== RECORDS PROVIDED ==

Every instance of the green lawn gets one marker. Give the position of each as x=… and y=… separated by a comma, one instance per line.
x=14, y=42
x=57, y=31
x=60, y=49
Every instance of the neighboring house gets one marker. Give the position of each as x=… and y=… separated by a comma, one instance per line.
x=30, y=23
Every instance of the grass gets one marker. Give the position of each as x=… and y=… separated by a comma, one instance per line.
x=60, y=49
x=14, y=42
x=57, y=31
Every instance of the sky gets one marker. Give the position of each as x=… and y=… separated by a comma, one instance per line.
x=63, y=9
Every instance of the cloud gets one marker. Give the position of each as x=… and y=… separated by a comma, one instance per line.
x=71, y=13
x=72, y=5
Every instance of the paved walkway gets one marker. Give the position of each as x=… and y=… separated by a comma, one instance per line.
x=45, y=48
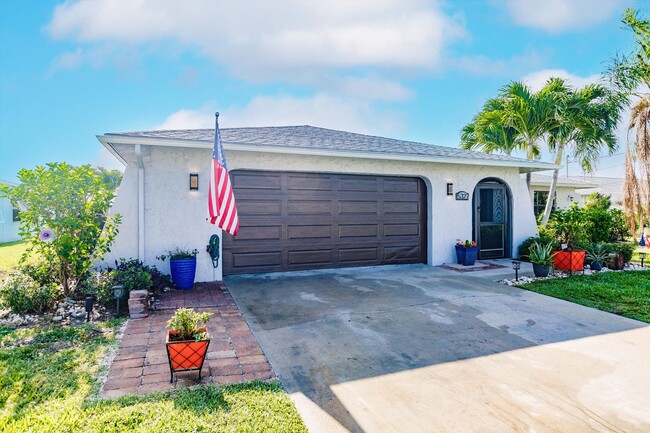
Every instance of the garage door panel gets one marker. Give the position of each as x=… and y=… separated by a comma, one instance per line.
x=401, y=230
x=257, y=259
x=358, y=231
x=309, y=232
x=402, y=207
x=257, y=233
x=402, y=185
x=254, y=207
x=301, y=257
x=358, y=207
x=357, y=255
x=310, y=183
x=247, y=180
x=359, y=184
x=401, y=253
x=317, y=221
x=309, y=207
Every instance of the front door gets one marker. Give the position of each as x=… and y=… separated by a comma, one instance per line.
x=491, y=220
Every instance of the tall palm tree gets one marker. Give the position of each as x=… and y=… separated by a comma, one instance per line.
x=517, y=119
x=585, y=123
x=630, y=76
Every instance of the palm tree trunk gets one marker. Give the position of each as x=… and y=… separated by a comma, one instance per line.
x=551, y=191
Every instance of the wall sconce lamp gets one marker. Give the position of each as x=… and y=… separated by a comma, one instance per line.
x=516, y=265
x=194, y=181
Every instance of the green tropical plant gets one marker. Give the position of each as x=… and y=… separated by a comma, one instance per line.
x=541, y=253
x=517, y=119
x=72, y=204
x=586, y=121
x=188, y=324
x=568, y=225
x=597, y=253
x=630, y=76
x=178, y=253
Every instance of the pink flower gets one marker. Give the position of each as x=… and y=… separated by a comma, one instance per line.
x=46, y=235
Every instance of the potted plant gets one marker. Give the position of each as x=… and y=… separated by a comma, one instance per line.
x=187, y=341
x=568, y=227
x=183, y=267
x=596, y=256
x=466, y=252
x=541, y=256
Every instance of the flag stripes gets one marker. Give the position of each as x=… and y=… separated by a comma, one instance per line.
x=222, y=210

===
== RECORDS PROVIDED ==

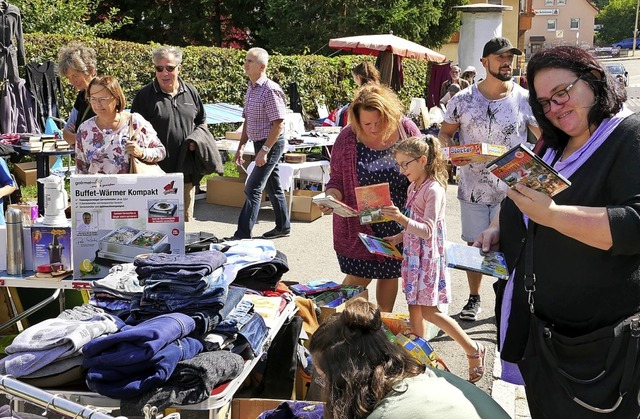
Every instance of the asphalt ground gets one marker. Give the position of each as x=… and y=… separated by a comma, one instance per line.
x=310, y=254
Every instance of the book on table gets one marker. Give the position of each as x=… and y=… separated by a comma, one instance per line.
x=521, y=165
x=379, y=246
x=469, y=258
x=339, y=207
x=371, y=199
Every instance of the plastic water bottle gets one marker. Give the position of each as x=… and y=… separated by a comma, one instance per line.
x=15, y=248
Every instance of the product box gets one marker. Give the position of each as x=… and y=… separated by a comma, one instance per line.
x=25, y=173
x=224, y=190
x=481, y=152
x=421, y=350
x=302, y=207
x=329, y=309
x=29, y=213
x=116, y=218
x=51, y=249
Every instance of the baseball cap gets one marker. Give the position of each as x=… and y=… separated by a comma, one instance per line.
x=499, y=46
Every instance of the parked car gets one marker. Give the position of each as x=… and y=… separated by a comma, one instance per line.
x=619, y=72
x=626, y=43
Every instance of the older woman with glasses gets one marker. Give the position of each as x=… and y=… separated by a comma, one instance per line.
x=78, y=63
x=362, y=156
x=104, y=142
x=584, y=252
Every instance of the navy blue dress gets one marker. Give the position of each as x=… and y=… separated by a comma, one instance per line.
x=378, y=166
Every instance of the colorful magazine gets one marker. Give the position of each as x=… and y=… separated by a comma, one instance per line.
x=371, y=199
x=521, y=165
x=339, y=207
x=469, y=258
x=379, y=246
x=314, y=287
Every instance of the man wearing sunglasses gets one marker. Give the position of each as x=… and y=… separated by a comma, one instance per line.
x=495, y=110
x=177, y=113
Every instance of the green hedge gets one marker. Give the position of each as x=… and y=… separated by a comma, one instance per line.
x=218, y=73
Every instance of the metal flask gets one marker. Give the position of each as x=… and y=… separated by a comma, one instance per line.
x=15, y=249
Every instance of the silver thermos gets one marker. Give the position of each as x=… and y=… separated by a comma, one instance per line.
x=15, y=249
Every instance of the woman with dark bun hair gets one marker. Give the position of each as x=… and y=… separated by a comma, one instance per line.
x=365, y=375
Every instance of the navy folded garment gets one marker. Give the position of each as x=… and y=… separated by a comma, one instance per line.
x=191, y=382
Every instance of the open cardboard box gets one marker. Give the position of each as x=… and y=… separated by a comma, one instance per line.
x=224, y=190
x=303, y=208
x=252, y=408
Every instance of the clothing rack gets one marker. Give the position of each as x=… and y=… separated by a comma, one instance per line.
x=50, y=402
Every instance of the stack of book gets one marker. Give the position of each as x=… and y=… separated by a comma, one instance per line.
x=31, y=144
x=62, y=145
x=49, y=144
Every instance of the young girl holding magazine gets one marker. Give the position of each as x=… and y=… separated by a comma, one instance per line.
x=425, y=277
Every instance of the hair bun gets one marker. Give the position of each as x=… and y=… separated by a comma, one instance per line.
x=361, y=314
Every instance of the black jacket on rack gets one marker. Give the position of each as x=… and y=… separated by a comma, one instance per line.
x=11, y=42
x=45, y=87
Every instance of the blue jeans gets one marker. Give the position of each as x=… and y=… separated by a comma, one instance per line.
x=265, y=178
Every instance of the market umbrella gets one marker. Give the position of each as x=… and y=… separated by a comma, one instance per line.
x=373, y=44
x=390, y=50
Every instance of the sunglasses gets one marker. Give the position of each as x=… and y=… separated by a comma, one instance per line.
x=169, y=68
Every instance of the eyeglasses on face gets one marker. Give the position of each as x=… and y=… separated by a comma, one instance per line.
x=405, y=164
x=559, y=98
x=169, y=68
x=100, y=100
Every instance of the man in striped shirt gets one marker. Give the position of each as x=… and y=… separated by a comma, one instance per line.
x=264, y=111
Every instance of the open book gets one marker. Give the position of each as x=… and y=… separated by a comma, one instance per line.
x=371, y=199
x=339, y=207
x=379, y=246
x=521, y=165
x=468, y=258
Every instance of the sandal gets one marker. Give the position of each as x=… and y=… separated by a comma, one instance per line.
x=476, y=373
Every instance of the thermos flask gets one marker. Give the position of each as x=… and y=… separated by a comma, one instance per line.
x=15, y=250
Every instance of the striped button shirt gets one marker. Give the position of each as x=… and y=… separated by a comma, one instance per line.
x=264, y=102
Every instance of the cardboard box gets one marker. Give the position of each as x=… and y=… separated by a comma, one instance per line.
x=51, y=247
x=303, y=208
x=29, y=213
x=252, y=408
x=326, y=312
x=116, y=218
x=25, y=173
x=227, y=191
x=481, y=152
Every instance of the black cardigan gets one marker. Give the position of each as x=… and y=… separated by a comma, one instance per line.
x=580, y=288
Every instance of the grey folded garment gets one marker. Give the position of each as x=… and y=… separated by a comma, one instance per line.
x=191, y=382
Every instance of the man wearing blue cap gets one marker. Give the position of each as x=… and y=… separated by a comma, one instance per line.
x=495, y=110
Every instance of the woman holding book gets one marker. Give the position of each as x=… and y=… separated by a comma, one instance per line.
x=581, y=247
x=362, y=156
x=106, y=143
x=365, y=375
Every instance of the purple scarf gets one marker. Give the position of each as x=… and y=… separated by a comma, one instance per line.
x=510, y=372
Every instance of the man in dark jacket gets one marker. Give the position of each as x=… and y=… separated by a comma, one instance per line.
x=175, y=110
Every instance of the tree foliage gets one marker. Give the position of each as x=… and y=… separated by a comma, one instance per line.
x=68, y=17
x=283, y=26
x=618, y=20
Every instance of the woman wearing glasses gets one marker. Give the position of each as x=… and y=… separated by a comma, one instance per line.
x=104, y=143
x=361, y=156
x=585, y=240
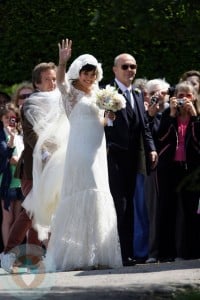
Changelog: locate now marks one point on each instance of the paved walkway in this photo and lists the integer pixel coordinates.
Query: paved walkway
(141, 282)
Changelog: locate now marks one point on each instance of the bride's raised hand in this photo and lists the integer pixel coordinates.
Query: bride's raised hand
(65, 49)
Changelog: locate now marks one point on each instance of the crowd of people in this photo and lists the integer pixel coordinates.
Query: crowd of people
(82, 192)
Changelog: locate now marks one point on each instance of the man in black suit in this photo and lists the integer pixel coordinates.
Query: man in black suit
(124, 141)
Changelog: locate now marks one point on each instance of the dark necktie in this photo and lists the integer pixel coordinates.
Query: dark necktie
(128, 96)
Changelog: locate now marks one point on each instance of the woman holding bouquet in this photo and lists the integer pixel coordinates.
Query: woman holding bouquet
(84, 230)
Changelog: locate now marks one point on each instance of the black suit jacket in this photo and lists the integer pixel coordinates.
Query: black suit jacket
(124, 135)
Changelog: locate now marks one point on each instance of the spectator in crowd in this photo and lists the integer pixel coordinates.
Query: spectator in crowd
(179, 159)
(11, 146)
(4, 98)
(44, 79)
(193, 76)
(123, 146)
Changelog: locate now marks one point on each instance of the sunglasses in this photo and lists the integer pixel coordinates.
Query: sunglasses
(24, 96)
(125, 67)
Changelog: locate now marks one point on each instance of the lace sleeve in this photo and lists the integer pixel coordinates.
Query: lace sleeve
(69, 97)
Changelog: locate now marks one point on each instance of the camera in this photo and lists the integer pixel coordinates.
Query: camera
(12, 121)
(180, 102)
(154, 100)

===

How many lines in the records above contain the word "marks"? State that number and nothing more.

- [RESPONSE]
11